■ Extract
Berkeley Goes to Beijing to Continue Collaboration and Attend World Water Day 2016 Conference

A delegation of researchers affiliated with the Berkeley Water Center was invited to participate in a day-long conference in Beijing, China, as part of an ongoing research collaboration with the Chinese Center for Disease Control and Prevention (China CDC) and to mark World Water Day (March 22). The Berkeley team included Professor Isha Ray (Energy and Resources Group), Professor Jack Colford (Public Health), Dr. Ayşe Ercumen (Public Health) and Alasdair Cohen (Environmental Science Policy and Management and Public Health). The conference was hosted by the National Center for Rural Water Supply Technical Guidance (NCRWSTG), which is headed by Director Tao Yong, and is part of the China CDC; the NCRWSTG organized the World Water Day event to share research ideas of mutual interest, new results, and implementation challenges, on safe water and sanitation. The specific emphasis of the day was on low-income rural and urban areas. Researchers and practitioners from the China CDC, UNICEF, Chinese universities and the Women’s Development Foundation spoke and attended. The conference, as well as other meetings during the week, also provided an opportunity for the Berkeley and China CDC researchers to continue discussions started when China CDC delegates attended the 2015 "Water and Health" conference in Berkeley.

A wide range of talks covered the economic, water quality and health impacts of water system upgrades in urban areas; results from experimental research studies on the health impacts of safe water technologies and safe water interventions; and the differential water quality impacts of disinfection by boiling in open pots versus boiling in electric kettles. (This last theme is part of the ongoing collaboration and past research between Berkeley and the CCDC). The China-based researchers shared their insights on the achievements and challenges of rural school sanitation, intermittent and small water supply systems, indicators of the risks of water-related diseases, and weight-for-age differences between rural and urban children. Overall, the exchanges were highly informative and useful for both parties, and BWC researchers hope that such opportunities will arise again in the near future.

■ Exercise objective
Translate this sentence from the article about the Beijing conference into Spanish: "The specific emphasis of the day was on low-income rural and urban areas."

■ Entries supplied
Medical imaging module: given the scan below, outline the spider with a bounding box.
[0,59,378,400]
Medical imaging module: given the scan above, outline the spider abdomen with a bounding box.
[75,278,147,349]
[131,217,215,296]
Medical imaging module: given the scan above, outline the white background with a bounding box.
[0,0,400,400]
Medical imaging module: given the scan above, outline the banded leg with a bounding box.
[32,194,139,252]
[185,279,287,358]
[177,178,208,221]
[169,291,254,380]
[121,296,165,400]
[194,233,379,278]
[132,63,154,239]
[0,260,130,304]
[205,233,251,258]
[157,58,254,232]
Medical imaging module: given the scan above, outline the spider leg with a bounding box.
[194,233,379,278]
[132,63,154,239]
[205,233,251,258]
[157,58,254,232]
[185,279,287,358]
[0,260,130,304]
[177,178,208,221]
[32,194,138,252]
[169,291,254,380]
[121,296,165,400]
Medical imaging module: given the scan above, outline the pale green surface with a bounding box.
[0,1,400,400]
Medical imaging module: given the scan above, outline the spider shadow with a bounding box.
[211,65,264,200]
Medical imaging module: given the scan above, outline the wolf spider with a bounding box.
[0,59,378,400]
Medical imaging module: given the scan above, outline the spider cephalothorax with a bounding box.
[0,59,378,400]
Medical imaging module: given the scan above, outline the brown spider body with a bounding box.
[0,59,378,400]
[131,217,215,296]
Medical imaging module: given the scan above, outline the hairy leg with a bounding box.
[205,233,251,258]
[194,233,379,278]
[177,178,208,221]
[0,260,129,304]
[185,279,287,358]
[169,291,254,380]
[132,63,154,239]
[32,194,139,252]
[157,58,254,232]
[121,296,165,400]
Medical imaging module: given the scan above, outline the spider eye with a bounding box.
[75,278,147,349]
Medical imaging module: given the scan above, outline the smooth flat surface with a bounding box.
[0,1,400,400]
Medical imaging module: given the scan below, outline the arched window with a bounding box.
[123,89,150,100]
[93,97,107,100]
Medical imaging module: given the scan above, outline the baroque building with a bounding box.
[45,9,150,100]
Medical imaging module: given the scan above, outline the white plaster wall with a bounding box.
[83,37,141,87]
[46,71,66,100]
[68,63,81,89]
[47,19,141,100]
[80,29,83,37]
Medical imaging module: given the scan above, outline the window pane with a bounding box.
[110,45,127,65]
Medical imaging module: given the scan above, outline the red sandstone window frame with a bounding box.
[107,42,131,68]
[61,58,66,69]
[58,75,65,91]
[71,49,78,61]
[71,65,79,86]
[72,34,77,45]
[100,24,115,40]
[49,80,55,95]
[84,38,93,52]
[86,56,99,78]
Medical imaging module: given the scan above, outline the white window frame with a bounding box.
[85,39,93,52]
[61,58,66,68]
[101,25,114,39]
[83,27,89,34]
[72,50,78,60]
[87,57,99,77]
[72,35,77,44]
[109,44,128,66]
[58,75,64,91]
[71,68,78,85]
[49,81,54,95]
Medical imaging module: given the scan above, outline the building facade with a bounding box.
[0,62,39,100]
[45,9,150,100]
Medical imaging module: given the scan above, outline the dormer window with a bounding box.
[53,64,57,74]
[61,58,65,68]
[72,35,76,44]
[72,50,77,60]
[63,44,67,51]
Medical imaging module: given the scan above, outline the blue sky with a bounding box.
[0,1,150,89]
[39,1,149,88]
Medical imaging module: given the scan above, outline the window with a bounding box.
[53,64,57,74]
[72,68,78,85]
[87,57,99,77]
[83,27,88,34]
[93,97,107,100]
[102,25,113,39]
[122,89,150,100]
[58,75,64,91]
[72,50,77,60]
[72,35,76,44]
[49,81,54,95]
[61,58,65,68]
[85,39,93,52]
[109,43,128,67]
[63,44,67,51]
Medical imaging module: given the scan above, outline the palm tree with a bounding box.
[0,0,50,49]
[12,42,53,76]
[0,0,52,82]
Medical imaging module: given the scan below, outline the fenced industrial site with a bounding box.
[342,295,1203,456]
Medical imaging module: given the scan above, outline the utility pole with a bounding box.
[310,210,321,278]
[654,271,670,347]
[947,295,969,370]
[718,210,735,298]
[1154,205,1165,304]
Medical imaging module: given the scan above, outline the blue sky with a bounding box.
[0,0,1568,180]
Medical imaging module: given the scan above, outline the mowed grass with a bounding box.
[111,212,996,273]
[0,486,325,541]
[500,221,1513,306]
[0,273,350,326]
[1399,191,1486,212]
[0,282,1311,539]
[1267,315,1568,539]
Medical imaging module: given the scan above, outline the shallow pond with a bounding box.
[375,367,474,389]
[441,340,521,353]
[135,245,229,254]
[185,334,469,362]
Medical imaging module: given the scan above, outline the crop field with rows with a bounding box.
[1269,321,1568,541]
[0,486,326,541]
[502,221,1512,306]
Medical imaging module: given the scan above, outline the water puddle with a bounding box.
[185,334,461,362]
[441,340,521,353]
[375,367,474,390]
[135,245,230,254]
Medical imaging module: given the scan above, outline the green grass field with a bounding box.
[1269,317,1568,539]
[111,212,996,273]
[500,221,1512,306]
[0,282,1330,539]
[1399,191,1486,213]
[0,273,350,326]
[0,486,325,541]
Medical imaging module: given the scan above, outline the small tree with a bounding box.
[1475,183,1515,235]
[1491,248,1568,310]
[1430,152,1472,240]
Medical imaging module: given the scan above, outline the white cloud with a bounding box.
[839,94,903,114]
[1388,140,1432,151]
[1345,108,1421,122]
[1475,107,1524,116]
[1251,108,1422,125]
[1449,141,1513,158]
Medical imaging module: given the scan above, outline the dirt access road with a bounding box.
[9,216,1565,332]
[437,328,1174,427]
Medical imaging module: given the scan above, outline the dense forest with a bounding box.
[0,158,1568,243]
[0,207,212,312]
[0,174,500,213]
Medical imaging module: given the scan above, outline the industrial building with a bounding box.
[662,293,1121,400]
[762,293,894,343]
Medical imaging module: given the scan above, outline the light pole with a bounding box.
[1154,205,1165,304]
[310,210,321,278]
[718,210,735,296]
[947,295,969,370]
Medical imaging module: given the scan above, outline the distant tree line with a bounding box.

■ Solved exercise
El énfasis específico de la jornada estuvo en las zonas rurales y urbanas de bajos ingresos.